**What is needed**
Could you give back only the data starting with the line containing "Note: point to every instance of the white face" and going on through the end, with "flying squirrel" swapped for "red squirrel" and nothing else changed?

**Data shown**
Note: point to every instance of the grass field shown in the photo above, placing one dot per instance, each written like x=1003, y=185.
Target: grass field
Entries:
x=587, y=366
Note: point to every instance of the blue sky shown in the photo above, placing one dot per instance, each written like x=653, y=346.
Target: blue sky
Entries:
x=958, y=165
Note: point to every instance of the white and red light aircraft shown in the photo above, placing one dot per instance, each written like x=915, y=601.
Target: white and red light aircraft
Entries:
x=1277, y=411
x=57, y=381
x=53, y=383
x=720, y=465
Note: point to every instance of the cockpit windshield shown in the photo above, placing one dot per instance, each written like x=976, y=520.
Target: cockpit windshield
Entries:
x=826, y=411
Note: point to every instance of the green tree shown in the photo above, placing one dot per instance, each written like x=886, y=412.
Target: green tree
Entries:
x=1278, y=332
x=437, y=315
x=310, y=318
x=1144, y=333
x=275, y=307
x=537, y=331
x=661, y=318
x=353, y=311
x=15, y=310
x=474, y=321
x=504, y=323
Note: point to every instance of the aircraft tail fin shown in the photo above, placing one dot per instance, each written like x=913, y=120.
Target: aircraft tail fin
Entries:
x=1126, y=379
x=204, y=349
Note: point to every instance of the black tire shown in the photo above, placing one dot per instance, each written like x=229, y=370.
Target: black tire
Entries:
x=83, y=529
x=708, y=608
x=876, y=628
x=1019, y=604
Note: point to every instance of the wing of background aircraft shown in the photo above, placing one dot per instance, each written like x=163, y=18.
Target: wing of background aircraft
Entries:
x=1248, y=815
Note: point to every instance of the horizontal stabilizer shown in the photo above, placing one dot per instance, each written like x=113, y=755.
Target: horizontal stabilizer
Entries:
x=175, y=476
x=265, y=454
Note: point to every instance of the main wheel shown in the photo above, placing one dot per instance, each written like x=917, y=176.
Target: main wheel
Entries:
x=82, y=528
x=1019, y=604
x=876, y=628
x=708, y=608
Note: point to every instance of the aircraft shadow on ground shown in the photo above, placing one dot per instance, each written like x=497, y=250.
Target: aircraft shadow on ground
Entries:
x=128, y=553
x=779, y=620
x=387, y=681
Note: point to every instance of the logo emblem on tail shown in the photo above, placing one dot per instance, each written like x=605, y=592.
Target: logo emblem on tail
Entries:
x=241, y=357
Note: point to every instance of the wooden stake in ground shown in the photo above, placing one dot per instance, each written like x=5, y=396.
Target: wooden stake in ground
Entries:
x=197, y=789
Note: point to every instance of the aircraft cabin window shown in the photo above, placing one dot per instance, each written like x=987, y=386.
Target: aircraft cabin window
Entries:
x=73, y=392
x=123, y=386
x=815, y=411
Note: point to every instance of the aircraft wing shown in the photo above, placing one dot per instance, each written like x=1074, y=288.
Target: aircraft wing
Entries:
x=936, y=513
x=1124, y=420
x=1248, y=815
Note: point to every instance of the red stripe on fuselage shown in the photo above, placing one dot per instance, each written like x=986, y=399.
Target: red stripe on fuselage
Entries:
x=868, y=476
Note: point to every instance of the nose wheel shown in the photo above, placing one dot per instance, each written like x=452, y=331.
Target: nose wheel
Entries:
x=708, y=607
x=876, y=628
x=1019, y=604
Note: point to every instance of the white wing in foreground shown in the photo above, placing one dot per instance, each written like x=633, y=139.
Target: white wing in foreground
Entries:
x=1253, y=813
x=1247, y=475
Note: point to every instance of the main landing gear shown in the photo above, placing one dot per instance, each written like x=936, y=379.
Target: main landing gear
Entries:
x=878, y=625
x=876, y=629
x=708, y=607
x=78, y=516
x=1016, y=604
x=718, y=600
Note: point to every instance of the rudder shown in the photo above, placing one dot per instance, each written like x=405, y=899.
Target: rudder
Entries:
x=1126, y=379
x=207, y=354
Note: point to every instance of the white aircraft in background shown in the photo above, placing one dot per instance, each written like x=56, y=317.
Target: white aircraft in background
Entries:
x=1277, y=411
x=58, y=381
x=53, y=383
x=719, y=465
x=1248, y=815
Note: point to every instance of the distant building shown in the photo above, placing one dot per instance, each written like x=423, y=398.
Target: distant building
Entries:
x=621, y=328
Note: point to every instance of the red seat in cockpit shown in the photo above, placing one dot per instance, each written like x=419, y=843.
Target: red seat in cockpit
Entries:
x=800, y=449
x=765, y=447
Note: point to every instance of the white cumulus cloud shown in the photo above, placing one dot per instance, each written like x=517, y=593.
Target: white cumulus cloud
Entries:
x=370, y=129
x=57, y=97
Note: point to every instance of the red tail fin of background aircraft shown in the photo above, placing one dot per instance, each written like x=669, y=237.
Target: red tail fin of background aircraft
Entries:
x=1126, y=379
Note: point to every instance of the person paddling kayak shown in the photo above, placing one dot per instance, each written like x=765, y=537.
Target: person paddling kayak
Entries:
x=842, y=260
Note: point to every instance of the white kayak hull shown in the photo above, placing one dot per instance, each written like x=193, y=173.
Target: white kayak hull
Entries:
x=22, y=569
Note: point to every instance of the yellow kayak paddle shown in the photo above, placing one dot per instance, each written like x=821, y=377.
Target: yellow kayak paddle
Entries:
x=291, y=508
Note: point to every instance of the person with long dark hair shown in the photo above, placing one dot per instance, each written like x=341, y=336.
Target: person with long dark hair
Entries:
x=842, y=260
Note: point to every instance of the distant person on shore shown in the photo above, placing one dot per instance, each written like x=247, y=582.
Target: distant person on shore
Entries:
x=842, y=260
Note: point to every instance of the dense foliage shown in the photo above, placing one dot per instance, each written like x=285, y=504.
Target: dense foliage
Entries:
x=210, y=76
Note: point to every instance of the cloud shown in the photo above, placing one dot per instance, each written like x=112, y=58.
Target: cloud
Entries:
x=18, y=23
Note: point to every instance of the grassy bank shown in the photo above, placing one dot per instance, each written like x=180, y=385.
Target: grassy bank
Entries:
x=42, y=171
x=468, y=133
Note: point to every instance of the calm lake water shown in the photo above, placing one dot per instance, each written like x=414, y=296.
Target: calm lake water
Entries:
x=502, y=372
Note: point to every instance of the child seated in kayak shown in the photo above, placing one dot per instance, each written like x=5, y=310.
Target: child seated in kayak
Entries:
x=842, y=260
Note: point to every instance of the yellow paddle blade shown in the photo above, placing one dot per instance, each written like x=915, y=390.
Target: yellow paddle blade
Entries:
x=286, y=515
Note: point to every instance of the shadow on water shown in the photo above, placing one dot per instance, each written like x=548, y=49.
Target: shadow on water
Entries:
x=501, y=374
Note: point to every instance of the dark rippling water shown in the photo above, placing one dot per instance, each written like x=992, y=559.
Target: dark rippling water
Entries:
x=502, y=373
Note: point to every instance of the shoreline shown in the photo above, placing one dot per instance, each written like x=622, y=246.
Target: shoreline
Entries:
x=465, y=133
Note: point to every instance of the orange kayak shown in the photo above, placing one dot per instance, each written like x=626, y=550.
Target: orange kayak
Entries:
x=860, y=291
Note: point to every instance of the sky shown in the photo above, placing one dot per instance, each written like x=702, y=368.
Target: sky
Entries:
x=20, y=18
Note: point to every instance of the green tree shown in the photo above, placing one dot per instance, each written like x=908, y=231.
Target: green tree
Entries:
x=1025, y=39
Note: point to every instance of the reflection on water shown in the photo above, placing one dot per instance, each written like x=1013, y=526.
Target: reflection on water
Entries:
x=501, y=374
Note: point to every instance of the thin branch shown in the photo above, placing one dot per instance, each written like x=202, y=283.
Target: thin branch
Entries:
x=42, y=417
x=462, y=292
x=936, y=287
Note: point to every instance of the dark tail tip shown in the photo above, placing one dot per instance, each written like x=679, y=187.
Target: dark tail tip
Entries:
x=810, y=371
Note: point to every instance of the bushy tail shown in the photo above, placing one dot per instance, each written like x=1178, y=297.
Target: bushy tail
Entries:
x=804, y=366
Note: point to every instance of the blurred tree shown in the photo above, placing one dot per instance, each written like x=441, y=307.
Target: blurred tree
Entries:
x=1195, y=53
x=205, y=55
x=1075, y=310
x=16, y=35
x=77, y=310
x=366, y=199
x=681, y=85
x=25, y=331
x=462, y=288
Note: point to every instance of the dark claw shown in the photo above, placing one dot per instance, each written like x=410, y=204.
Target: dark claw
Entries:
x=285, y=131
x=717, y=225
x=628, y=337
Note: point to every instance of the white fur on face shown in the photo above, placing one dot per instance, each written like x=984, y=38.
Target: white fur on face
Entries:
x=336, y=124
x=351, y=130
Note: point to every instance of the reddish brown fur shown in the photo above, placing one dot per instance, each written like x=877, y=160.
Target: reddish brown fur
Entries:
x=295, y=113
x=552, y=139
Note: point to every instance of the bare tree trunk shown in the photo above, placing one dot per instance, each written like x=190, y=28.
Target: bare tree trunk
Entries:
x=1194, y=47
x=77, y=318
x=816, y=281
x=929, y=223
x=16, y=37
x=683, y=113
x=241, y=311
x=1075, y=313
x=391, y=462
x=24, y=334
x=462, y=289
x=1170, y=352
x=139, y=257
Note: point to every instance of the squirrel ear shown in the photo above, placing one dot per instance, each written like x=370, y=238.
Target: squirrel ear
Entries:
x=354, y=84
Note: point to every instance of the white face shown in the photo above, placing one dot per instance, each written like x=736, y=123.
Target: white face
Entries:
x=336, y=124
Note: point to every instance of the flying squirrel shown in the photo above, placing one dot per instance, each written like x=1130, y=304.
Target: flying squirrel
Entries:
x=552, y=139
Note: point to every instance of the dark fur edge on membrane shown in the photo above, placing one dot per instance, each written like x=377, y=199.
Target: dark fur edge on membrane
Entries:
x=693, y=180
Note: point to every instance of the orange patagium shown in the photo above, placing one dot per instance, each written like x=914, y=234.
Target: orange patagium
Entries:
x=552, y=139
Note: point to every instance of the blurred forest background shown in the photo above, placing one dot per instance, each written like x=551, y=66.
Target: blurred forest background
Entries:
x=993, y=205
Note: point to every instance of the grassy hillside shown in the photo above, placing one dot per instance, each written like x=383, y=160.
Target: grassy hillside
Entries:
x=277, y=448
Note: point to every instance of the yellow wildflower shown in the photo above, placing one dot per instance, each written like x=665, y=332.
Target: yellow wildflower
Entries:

**Reply to the exercise**
Note: point to every instance of the white face shown in the photo above, placing one dot per instance, each written like x=736, y=123.
Target: white face
Entries:
x=336, y=124
Note: point to every instance of the red squirrel shown in the photo above, placing one dot per instance, each written like x=1130, y=304.
Target: red squirrel
Entries:
x=552, y=139
Note: point to every instance of the dark fur edge on membrane shown in the photo above, placing one dot per instance, each written like x=377, y=199.
Target: dark fur edge on membrane
Entries:
x=693, y=180
Note: point to every instance of the orange patagium shown in the photo above, placing one dot per instance, each written like x=914, y=234.
Target: orange patagium
Entries:
x=552, y=139
Note: point to every instance of the blurred forest background shown in the photo above, placing one dot per instance, each written like x=551, y=66.
Target: blurred forest background
Entries:
x=993, y=205
Note: point to every instance of the grassy hillside shown in the photo above, placing one dot per instance, each written like x=383, y=160.
Target: grassy hillside
Entries:
x=277, y=448
Note: point to every instance of the yellow wildflower shown in the photo above, placing one dot per instance, each written like x=665, y=332.
Target: yellow wildflower
Entries:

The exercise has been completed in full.